>>>>>

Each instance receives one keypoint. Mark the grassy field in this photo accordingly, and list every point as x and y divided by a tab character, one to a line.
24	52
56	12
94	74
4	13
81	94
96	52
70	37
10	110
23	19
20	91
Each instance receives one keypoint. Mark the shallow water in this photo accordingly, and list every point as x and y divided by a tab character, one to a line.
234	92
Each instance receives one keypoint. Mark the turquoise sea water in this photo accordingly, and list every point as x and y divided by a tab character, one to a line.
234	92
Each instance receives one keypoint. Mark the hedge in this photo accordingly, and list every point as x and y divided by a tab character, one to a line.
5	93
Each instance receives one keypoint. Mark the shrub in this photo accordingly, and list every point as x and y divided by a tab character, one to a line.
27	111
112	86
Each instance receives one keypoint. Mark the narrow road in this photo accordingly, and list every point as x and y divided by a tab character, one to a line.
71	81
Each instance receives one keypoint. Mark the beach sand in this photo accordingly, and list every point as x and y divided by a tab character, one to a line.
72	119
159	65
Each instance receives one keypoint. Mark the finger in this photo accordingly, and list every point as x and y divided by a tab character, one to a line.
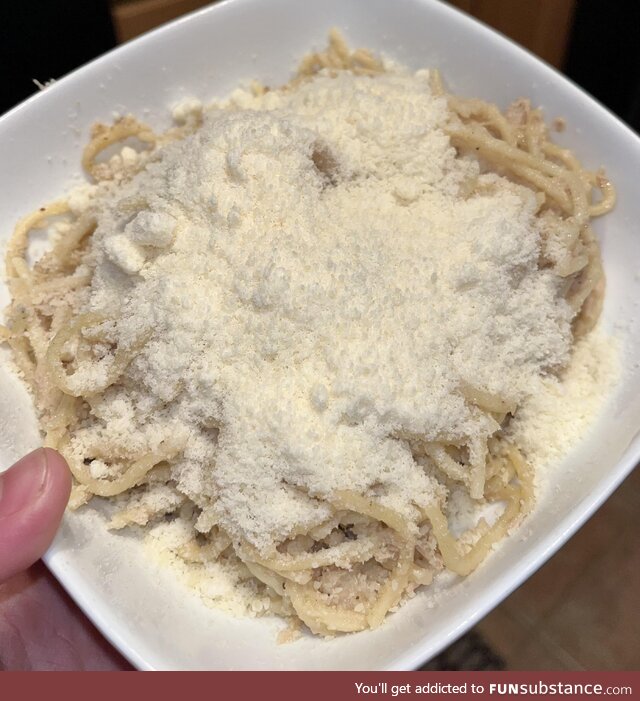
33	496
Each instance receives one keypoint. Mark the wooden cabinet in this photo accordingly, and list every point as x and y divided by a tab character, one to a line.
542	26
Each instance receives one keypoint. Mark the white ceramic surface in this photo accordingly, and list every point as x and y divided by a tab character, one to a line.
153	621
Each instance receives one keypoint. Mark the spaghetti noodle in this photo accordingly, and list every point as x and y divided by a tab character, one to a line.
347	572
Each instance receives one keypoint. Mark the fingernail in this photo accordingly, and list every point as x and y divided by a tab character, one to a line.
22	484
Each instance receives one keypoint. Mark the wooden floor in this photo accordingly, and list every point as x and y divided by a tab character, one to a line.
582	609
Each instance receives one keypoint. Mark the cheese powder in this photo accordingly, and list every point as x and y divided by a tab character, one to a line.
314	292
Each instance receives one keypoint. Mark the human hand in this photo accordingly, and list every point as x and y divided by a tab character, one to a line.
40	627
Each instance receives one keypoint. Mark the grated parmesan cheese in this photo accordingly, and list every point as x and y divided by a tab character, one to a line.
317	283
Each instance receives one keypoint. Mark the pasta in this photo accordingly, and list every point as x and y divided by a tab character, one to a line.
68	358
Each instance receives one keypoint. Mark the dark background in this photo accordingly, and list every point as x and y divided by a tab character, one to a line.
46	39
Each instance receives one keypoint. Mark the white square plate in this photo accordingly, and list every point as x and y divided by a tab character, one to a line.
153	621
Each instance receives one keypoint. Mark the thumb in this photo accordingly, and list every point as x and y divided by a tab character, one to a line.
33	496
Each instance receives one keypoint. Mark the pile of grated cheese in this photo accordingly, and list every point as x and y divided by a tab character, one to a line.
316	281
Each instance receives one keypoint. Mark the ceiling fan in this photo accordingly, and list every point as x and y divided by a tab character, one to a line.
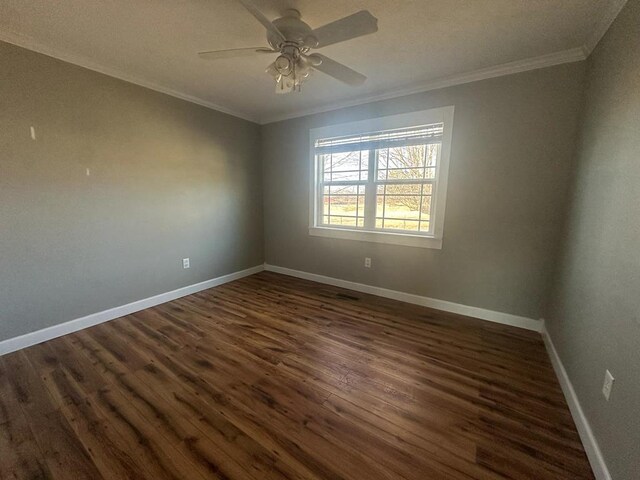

<<<<<

## Exercise directions
Reproduce the lines from the one containing "Each instance receives one keypoint. Mark the pile" through the end of the entries, requests included, and add -37 to every point coordinate in the answers. Leave the pictures out.

## Full output
Each instance receives one keypoint. Mark the pile of grated cheese in this photo accordingly, and list every point as x and y divided by a tab character, one to a line.
279	244
Each instance receives one keypoint. Mark the ceiling fan in this photo accordingly, and list every point as x and y divided by a tab character, one to a line.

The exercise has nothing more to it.